(Beginning of Provided material)

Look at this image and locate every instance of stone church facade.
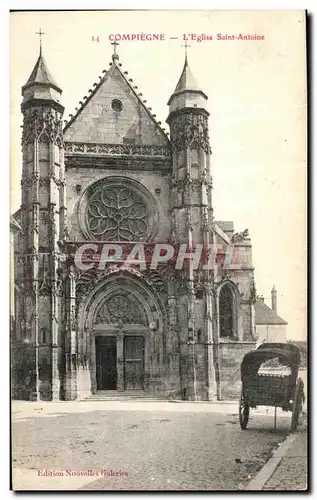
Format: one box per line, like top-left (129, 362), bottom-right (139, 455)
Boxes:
top-left (12, 44), bottom-right (258, 402)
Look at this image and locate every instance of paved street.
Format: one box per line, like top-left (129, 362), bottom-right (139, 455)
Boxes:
top-left (263, 430), bottom-right (307, 491)
top-left (12, 401), bottom-right (296, 491)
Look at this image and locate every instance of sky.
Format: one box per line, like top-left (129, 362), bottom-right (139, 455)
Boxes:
top-left (10, 10), bottom-right (307, 340)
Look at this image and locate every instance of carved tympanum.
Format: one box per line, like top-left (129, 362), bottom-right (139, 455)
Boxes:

(End of Provided material)

→ Required action: Copy exactly, and only, the lines from the line containing "Look at this image and locate every instance of paved" to the end of the listing, with both ends included.

→ Answer area:
Look at this image and locate every instance of paved street.
Format: one box per line, like top-left (129, 362), bottom-right (139, 455)
Boxes:
top-left (263, 430), bottom-right (307, 491)
top-left (12, 401), bottom-right (296, 491)
Look at this image and locate every instance of sky.
Format: one box per line, like top-left (129, 362), bottom-right (139, 455)
Boxes:
top-left (10, 10), bottom-right (307, 340)
Look at this image and locate every instance of carved tympanum.
Format: one box per line, like top-left (129, 362), bottom-right (139, 455)
Boxes:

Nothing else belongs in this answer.